** begin SUPPLIED MATERIAL **

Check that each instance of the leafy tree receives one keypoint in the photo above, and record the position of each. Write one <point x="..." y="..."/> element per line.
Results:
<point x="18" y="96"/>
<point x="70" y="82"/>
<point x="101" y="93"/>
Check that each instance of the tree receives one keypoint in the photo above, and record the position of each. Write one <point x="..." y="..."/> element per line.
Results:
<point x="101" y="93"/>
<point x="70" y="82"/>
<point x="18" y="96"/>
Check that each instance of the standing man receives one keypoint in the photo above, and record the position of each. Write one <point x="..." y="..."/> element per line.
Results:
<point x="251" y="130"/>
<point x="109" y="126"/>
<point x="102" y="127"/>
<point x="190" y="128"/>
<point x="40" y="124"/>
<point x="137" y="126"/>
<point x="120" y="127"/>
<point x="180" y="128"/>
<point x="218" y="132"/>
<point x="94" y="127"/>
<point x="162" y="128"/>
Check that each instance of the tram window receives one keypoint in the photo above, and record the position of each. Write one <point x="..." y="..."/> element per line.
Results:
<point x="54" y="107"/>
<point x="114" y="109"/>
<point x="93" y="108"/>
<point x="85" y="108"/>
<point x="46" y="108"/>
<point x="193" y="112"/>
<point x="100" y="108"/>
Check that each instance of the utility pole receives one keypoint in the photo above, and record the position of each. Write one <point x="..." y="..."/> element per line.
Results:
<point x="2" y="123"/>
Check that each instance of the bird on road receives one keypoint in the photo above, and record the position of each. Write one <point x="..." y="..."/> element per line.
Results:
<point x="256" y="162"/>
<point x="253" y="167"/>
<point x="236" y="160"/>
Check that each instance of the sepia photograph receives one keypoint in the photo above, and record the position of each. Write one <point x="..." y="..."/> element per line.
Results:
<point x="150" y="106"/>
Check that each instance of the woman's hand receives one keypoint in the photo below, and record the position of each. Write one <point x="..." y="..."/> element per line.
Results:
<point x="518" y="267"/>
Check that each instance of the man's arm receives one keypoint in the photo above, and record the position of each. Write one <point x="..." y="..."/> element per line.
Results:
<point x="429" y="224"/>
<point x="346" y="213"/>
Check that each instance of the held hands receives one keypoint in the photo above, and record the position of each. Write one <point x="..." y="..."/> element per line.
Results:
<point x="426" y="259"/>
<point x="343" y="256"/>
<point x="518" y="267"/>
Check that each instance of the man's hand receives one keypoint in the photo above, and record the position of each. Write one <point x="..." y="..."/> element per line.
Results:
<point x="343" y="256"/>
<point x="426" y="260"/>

** end SUPPLIED MATERIAL **

REQUIREMENTS: Please format every line of the items above as a Markdown table with the columns "Row" and "Item line," numbering each row and leaving out blank lines.

EXERCISE RESULT:
| Row | Item line |
|---|---|
| 1 | Check that each instance of the leafy tree receives one keypoint in the photo above, and record the position of each. Write one <point x="..." y="..."/> element per line. |
| 2 | Results: |
| 3 | <point x="18" y="96"/> |
| 4 | <point x="70" y="82"/> |
| 5 | <point x="101" y="93"/> |
| 6 | Check that each instance of the tree receives one keypoint in the photo above, and record the position of each. Write one <point x="..." y="..."/> element per line. |
| 7 | Results: |
| 8 | <point x="101" y="93"/> |
| 9 | <point x="70" y="82"/> |
| 10 | <point x="18" y="96"/> |
| 11 | Check that each instance of the standing man receives one keypoint in the photo above, and record the position of each. Write one <point x="..." y="..."/> element per line. |
| 12 | Results: |
| 13 | <point x="251" y="130"/> |
| 14 | <point x="109" y="126"/> |
| 15 | <point x="102" y="127"/> |
| 16 | <point x="190" y="128"/> |
| 17 | <point x="40" y="124"/> |
| 18 | <point x="137" y="126"/> |
| 19 | <point x="120" y="127"/> |
| 20 | <point x="180" y="128"/> |
| 21 | <point x="218" y="132"/> |
| 22 | <point x="94" y="127"/> |
| 23 | <point x="162" y="128"/> |
| 24 | Check that each instance of the tram window receives one keypoint in the photo above, and record the position of each. Write one <point x="..." y="..."/> element per line. |
| 25 | Results: |
| 26 | <point x="54" y="107"/> |
| 27 | <point x="114" y="109"/> |
| 28 | <point x="93" y="108"/> |
| 29 | <point x="85" y="108"/> |
| 30 | <point x="46" y="108"/> |
| 31 | <point x="193" y="112"/> |
| 32 | <point x="100" y="108"/> |
| 33 | Check that each instance of the utility pole receives one keypoint in the photo above, and record the position of each. Write one <point x="..." y="..."/> element per line. |
| 34 | Results: |
| 35 | <point x="2" y="123"/> |
| 36 | Check that each instance of the bird on road receives one keypoint in the photo above, and record the position of each. Write one <point x="..." y="..."/> element per line. |
| 37 | Results: |
| 38 | <point x="256" y="162"/> |
| 39 | <point x="253" y="167"/> |
| 40 | <point x="236" y="160"/> |
| 41 | Check that each instance of the sepia photograph receives one keypoint in the photo above, and record the position of each. Write one <point x="..." y="..."/> element per line. |
| 42 | Results: |
| 43 | <point x="150" y="106"/> |
| 44 | Check that each instance of the woman's hand receives one keypoint in the photo below, and record the position of each. Write one <point x="..." y="..."/> element per line. |
| 45 | Results: |
| 46 | <point x="518" y="267"/> |
| 47 | Check that each instance of the man's arm receives one keypoint in the photo above, and record the position of each. Write one <point x="..." y="..."/> element per line. |
| 48 | Results: |
| 49 | <point x="429" y="224"/> |
| 50 | <point x="346" y="213"/> |
| 51 | Check that each instance of the held hands receives one keypoint in the photo above, and record the position of each. Write one <point x="..." y="..."/> element per line. |
| 52 | Results: |
| 53 | <point x="426" y="259"/> |
| 54 | <point x="343" y="256"/> |
| 55 | <point x="518" y="267"/> |
| 56 | Check that each instance of the man's hand receives one keypoint in the photo above, and record the position of each. Write one <point x="..." y="..."/> element per line. |
| 57 | Results: |
| 58 | <point x="343" y="256"/> |
| 59 | <point x="426" y="260"/> |